**WORK REQUIRED:** Copy every line below exactly.

#### THE RECORDS ####

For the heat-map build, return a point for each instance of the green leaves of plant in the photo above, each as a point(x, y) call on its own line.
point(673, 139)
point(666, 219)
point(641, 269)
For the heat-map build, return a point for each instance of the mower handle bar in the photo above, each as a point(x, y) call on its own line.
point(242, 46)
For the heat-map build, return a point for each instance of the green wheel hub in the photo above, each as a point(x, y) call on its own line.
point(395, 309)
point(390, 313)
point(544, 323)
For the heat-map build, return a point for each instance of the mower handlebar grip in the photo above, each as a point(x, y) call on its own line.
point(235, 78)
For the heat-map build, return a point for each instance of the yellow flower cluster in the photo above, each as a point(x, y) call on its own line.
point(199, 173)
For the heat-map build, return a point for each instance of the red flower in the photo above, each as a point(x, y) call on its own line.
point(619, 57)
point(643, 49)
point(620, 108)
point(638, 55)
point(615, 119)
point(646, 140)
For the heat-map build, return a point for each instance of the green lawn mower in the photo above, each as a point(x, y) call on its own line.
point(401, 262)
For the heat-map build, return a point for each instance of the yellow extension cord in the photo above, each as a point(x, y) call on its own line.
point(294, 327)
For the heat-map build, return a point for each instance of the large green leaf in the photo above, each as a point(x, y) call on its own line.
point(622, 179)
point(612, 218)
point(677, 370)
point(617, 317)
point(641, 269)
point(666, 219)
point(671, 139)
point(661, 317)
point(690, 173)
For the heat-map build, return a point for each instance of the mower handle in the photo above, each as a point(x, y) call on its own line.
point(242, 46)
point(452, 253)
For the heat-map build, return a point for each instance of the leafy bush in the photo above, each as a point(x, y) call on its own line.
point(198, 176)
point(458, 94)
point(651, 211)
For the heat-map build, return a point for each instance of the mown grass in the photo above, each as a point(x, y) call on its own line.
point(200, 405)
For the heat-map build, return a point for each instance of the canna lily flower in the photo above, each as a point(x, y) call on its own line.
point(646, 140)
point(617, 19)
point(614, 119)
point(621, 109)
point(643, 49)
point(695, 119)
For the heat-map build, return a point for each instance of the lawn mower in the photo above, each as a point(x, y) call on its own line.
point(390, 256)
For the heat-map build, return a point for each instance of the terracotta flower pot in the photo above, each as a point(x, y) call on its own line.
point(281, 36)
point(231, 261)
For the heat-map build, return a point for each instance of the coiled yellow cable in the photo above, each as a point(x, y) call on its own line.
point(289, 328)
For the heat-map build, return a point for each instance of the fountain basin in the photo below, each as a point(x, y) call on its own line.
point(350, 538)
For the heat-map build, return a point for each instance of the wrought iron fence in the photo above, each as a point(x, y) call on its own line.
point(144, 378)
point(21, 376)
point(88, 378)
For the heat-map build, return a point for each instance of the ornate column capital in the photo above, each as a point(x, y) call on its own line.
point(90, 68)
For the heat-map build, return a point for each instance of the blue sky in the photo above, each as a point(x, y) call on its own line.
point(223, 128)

####

**ANSWER BELOW:**
For the heat-map build, return a point for each instance of the green leaves of plant in the photo above, each as a point(x, y) call on its own line.
point(673, 139)
point(666, 219)
point(641, 269)
For the heat-map build, return a point for each instance of the mower handle bar in the photo above, each as a point(x, y) call on its own line.
point(242, 46)
For the heat-map build, return a point for each instance of the green wheel hub in the photo above, each as a point(x, y) call on its own line.
point(395, 309)
point(390, 313)
point(544, 323)
For the heat-map build, return a point for each instance of the mower handlebar grip in the photo above, each as a point(x, y) call on its own line.
point(235, 78)
For the heat-map build, return a point for each instance of the yellow flower cluster in the photo above, each as a point(x, y) call on its own line.
point(199, 173)
For the heat-map build, return a point for each instance of the red flower in the photo above, each as a point(x, y) call on its own line.
point(619, 57)
point(643, 49)
point(620, 108)
point(638, 55)
point(615, 119)
point(646, 140)
For the heat-map build, return a point for each instance of the green lawn mower in the photo above, each as a point(x, y) call on its own line.
point(401, 262)
For the heat-map build, return a point for each instance of the yellow extension cord in the photo above, each as a point(x, y) call on its own line.
point(294, 327)
For the heat-map build, return a point for each instance of the large green leaf in the photo above, each as a point(x, y) call on its own line.
point(622, 179)
point(612, 218)
point(677, 370)
point(617, 317)
point(641, 269)
point(666, 219)
point(671, 139)
point(661, 317)
point(690, 173)
For the heat-map build, return a point for each instance of the mower handle in the photo above, each as a point(x, y) call on its own line.
point(242, 46)
point(452, 253)
For the heat-map build, return a point for each instance of the leafy bush in the photo above, each as a point(x, y) call on its own line.
point(198, 176)
point(458, 94)
point(651, 211)
For the heat-map build, return a point for each instance of the mown grass in the photo above, each as a point(x, y) call on its own line.
point(200, 405)
For the heat-map build, return a point for each instance of the canna lily flower in the photo above, each as a point(x, y) call on its own line.
point(646, 140)
point(617, 19)
point(614, 119)
point(621, 109)
point(643, 49)
point(695, 119)
For the heat-map build, return a point for each instance of the lawn mower in the photo above, each as a point(x, y) call on its own line.
point(390, 256)
For the heat-map build, return a point for each instance of the terracotta flower pot in the photo above, each as a point(x, y) call on its own line.
point(281, 36)
point(231, 261)
For the heat-map build, return a point for each instance of the coiled yellow cable in the photo above, each as a point(x, y) call on its own line.
point(289, 328)
For the heat-map build, return a point for each instance of the fountain basin in the photo below, each as a point(x, y) call on its own line.
point(350, 538)
For the heat-map build, return a point for each instance of the wrought iron fence in the photo above, each as a point(x, y) call on its own line.
point(144, 378)
point(21, 376)
point(88, 378)
For the heat-map build, return a point for each instance of the ornate column capital in the photo above, each as a point(x, y) call on its own line.
point(90, 68)
For the heat-map build, return a point for each instance of the blue sky in the photo above, each as a point(x, y) call on its own line.
point(223, 128)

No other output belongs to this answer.